• Task directions: Copy out, word for word, the part of the data that begins with the line containing "Note: mark the paved" and runs through the end of the data.

• Data section:
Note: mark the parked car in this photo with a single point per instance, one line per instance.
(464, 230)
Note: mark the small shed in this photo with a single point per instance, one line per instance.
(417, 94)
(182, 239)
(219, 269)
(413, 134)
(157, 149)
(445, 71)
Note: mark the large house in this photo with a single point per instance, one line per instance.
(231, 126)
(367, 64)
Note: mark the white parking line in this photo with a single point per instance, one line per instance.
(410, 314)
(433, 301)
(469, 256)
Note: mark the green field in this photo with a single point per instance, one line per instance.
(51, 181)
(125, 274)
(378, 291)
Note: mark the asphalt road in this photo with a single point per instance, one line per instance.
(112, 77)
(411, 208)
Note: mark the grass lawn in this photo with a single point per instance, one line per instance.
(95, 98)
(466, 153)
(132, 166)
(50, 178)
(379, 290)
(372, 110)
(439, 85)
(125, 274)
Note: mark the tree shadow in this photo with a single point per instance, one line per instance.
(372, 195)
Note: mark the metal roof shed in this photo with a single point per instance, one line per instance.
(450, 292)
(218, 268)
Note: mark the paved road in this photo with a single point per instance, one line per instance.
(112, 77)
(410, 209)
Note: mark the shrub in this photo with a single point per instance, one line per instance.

• Solved problem:
Note: mark the paved road in this photo with a single point per instance, one line per instance.
(112, 77)
(410, 209)
Note: mark the shrub in this photo with a single point per instance, one line per instance.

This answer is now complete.